• **What to do**:
a. Could you transcribe the passage on Parsi law from "1. At each juncture, the" to "without much debate."?
b. How would you render this sentence from the passage on Parsi law into Spanish: "As he is not a Parsi, this Act does not apply to him."
c. Would you resume the passage on Parsi law reform, picking up right after its final sentence?

• **Text provided**:
An Iranian who temporarily resides in India and is registered as a foreigner and whose domicile is a Parsian domicile does not become Parsi merely because he is a Zoroastrian. As he is not a Parsi, this Act does not apply to him. He cannot be married under this Act. The Parsi Chief Matrimonial Court set up under this Act cannot have any jurisdiction over him ((Sarwar Merwan Vs Merwan Rashid AIR 1951 Bom 14)).

Grounds of divorce were further liberalized and divorce by mutual consent was introduced. The disparity between the rights of legitimate children was abolished ((M. Shabbir and S. Manchanda, Parsi Law in India ( 1991).)).

The following aspects need to be highlighted in the context of parsi law reforms:

  1. At each juncture, the process of reforms was initiated from within the community and a broad consensus was reached before the bills were introduced. So, finally when the bills were presented to the legislature, they were unanimously passed without much debate.
  2. Women from the community were conspicuously absent from the discourse
  3. Although gender justice was the stated agenda, the motive of reform seems to be dual

                                i.            Maintaining a separate community identity, and once this was achieved

                              ii.            Ensuring that the laws do not lag far behind the dominant ideology

  1. The premise that gender equity was not the primary object is substantiated by the retention of certain outdated discriminatory notions inherited from the British statutes in 1865.

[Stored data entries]

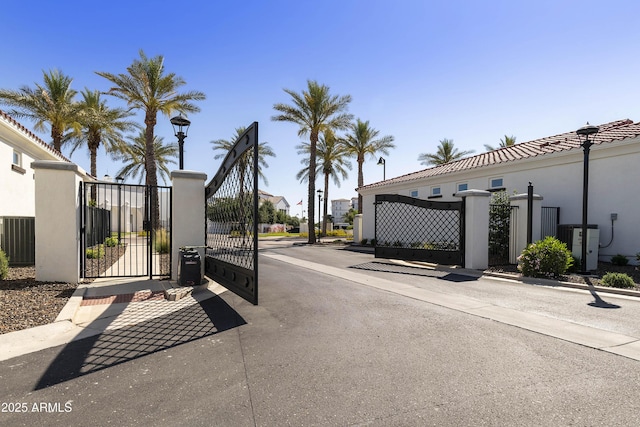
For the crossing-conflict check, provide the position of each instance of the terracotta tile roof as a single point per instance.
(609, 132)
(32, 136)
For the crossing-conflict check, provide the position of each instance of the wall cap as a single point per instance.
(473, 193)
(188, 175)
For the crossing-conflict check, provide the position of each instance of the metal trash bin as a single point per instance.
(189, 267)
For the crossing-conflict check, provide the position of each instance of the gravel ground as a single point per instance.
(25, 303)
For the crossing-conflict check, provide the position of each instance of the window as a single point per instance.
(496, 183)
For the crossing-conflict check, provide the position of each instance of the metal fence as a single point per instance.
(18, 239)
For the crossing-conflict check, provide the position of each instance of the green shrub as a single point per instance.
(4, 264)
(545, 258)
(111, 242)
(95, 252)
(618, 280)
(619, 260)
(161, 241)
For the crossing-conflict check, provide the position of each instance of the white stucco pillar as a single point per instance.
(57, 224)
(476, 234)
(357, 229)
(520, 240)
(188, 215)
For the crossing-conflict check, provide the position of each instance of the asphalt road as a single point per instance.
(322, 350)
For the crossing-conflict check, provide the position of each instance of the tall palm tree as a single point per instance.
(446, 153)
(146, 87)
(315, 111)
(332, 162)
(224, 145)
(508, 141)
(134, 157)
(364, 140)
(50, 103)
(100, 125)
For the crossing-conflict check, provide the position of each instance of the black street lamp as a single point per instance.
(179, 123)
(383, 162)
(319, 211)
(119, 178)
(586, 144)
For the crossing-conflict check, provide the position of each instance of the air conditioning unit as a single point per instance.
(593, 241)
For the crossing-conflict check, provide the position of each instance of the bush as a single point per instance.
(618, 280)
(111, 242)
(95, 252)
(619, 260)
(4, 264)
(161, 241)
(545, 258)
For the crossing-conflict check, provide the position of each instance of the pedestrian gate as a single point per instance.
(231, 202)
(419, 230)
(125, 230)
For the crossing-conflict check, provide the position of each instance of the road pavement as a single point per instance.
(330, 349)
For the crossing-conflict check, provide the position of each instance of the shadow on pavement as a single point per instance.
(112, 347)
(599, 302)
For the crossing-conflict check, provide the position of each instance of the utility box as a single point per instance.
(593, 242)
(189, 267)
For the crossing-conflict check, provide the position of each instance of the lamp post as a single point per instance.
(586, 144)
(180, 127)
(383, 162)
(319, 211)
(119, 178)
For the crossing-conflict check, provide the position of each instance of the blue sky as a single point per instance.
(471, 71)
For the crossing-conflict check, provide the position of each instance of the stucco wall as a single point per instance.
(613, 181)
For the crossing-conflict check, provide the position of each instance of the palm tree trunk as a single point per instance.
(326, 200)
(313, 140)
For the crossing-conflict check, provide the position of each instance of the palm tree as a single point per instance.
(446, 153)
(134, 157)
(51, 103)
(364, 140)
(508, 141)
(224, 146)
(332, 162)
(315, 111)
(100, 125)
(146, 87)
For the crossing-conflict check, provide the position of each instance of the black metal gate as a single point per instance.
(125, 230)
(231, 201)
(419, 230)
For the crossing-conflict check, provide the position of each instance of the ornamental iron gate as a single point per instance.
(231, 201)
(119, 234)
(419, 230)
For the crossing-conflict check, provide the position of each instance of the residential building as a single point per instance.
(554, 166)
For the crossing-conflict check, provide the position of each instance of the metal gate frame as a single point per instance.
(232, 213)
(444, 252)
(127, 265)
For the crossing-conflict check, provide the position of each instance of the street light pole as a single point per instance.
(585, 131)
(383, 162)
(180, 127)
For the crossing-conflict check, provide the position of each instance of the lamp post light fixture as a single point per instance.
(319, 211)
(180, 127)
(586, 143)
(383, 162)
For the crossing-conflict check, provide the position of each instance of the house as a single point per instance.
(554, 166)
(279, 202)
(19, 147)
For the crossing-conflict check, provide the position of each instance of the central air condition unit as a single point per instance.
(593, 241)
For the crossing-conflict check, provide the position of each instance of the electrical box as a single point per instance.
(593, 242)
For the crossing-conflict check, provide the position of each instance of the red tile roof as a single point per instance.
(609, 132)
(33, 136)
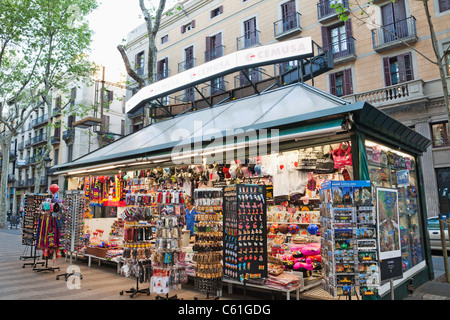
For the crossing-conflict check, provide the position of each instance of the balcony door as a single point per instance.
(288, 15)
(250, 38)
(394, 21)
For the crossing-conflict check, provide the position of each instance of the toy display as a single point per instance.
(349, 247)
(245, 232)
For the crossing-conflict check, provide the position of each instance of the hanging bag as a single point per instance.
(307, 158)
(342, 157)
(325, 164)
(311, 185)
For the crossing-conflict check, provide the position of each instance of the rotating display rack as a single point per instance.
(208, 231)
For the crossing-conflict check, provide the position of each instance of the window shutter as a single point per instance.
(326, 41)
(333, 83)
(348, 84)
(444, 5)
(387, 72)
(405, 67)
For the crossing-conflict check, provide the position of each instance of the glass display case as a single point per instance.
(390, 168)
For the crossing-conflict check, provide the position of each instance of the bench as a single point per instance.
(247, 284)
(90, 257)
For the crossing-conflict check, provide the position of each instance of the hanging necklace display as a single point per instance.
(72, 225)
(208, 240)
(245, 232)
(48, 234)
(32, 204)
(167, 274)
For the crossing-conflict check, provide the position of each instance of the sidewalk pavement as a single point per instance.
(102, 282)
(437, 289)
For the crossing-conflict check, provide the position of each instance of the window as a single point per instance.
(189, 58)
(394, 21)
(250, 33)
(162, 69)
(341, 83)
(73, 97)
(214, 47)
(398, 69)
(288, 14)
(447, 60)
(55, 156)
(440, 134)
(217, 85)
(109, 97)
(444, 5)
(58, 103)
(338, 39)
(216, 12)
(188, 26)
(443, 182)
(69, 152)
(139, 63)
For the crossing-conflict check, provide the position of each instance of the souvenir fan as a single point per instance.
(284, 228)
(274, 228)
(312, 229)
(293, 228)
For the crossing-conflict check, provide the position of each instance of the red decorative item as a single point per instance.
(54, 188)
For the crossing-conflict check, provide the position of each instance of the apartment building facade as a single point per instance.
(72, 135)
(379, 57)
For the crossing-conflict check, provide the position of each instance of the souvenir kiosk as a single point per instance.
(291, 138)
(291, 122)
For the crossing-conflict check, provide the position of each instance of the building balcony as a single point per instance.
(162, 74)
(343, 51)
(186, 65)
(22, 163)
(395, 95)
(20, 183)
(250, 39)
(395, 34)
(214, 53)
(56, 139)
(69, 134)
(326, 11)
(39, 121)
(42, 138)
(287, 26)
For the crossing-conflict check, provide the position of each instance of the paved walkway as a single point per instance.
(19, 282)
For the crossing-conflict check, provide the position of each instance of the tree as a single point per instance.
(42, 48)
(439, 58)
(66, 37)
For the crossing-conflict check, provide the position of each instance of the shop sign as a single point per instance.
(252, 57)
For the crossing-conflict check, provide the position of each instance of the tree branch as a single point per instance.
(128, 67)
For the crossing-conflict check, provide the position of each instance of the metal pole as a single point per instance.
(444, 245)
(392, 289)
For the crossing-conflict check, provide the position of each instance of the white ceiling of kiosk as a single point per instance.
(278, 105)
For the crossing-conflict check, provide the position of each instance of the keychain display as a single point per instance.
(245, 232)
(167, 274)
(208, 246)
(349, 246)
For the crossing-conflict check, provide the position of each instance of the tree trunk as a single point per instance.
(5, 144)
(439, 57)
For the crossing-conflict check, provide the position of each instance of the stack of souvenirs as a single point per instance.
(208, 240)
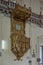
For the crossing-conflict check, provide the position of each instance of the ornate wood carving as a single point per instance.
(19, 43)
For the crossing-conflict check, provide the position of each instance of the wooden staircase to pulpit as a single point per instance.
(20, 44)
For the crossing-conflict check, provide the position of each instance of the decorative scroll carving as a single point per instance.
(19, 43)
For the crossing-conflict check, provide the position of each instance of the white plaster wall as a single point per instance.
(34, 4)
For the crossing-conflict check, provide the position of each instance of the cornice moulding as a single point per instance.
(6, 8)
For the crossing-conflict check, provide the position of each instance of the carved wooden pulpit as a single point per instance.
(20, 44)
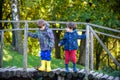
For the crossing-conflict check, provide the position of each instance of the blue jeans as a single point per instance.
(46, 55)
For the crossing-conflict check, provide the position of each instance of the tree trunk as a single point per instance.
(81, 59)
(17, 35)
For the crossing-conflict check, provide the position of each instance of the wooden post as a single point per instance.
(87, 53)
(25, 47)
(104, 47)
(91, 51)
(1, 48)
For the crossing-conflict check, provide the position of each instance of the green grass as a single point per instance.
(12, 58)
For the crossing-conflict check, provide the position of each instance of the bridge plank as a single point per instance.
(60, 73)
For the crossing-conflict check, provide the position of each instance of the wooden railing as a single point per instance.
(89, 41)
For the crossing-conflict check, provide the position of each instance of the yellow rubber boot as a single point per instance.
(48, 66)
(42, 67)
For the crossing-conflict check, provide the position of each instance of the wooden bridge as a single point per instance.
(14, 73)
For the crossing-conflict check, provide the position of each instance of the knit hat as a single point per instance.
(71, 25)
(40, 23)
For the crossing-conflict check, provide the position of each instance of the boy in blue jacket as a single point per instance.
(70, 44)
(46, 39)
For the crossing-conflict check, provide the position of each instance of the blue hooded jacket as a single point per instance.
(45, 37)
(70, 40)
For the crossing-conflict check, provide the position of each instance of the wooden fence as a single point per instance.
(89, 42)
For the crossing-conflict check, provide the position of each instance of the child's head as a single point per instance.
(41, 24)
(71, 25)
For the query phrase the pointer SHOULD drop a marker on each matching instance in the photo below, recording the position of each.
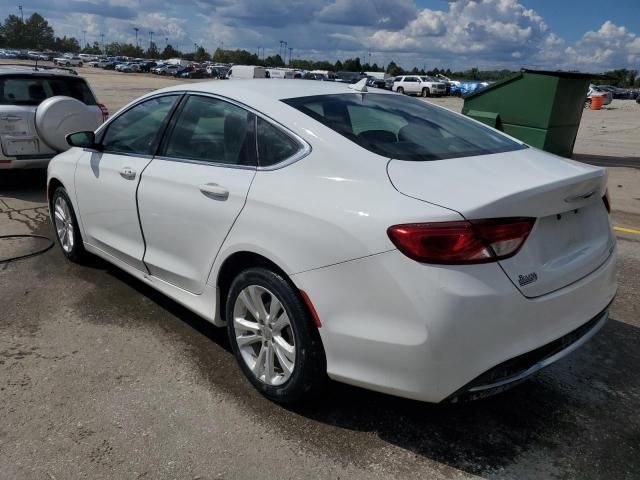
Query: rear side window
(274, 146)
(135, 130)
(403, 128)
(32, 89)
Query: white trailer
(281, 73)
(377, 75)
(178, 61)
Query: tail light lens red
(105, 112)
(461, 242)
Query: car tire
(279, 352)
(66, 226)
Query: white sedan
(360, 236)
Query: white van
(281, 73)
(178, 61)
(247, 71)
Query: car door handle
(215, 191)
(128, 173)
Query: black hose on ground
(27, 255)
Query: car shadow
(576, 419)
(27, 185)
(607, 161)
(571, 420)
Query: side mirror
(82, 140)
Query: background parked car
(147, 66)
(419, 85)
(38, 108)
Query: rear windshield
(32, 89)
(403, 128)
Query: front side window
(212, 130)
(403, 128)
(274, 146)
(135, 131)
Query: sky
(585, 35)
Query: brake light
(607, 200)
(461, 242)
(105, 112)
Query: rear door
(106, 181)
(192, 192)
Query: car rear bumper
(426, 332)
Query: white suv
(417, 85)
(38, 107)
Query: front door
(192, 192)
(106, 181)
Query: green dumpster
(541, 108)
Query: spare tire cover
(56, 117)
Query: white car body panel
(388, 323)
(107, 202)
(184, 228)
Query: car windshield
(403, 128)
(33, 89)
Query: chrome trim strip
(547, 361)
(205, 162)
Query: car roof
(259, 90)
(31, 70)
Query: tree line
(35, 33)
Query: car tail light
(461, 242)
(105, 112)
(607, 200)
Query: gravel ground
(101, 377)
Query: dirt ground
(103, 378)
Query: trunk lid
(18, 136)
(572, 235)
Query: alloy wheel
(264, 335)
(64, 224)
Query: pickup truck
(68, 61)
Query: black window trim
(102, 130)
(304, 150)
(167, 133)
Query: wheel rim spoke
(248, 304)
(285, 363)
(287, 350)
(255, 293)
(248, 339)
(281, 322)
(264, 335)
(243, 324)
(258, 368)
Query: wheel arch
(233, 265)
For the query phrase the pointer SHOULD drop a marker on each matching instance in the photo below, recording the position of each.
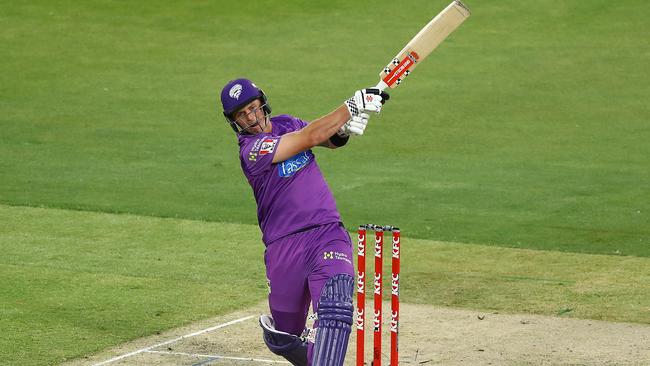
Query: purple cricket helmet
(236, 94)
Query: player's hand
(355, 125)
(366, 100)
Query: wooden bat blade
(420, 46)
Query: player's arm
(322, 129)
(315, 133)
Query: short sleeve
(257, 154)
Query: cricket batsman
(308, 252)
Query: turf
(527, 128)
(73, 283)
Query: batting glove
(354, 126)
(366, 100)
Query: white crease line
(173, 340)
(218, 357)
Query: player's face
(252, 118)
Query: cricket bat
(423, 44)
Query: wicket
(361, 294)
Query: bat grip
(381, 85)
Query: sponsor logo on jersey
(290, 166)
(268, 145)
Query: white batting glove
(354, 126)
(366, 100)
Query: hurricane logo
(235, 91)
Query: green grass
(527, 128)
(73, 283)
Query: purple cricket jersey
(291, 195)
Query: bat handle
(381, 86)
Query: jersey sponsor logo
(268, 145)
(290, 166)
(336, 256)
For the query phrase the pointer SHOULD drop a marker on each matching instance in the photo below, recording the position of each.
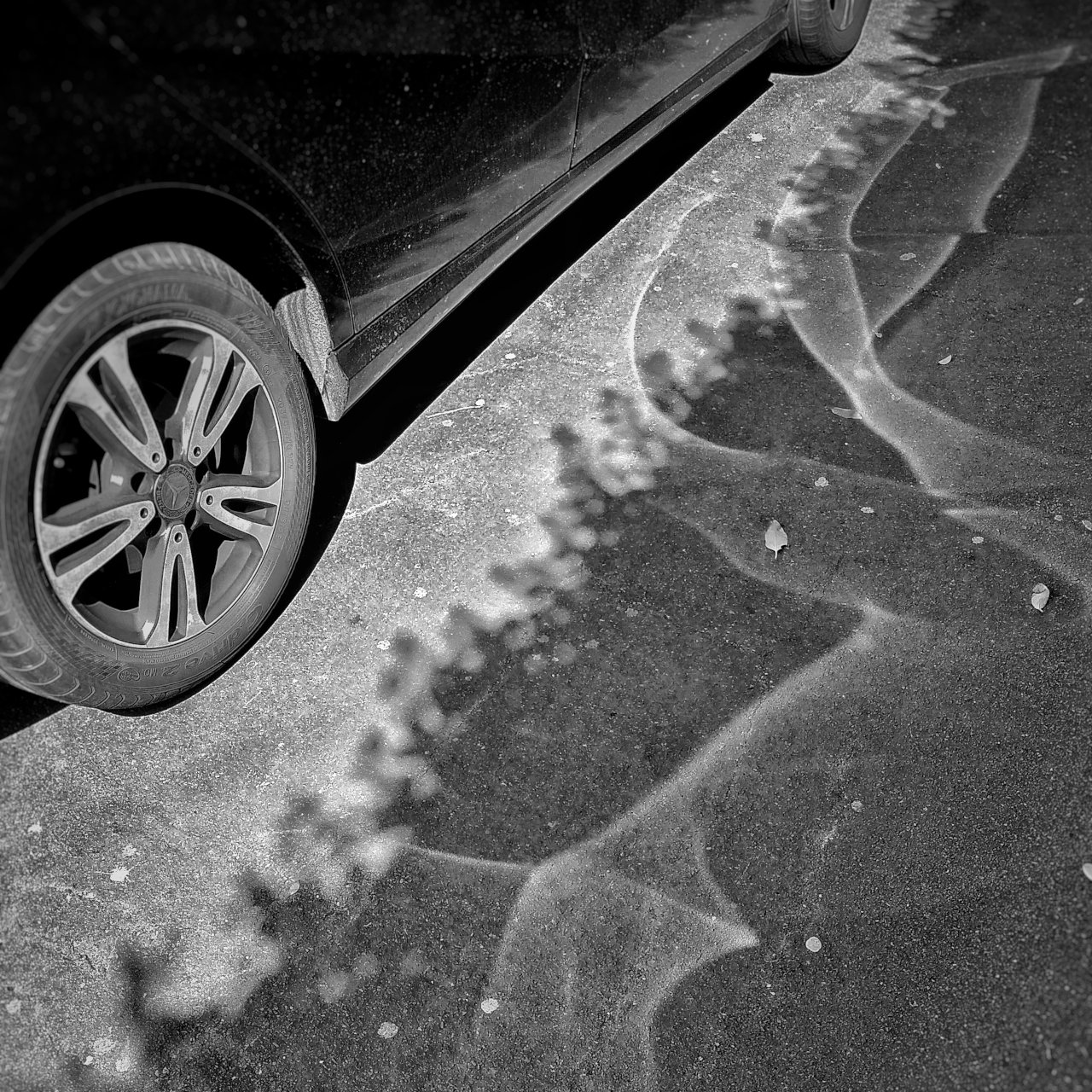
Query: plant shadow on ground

• **Task responses**:
a.
1. At each juncture, the process of reforms was initiated from within the community and a broad consensus was reached before the bills were introduced. So, finally when the bills were presented to the legislature, they were unanimously passed without much debate.

b. Dado que no es parsi, esta Ley no le es aplicable.

c.
  2. The debate in parliament when the bills were enacted was cursory. The members did not concern themselves with the implications of the bill on parsi women. The debate was confined to two spheres:

                                 i.            Since parsis have willingly modified their laws, it is time to enact a uniform civil code.

                               ii.            Praises to the parsi community are an enlightened and progressive community and thereby insinuating that other communities are backward and reactionary. The Act also retained the sexist provisions.

In 1933, the council of the Parsi Central Association submitted a draft bill for the opinion of the Parsi public to amend the Parsi law of succession. The main objective was to improve the position of widows and daughters under the statute and the allotment of share to parents.

The Parsi Marriage and Divorce Act of 1865 had become outdated when from 1865 to 1930, the status of women in England was radically transformed through various statutes. So the Parsi Central Association took up the question of reforms in 1923 and a subcommittee was appointed to suggest suitable changes. The Parsee laws revision Subcommittee submitted its report in 1927. The bill was circulated for public opinion. Based on the various views expressed, a draft of the proposed act was prepared and circulated which had the approval of the illustrations members of the parsi community.

A bill was introduced into the council of state in 1935 by Sir Pheroze Sethna. The select committee reported to the council of state the same year and the bill was passed on 13th March, 1936. The Federal Assembly considered the bill in April 1936. The reforms expanded the scope of dissolving marriage by introducing several new grounds – non consummation of marriage, insanity, pre marriage pregnanacy, grievous hurt and desertion.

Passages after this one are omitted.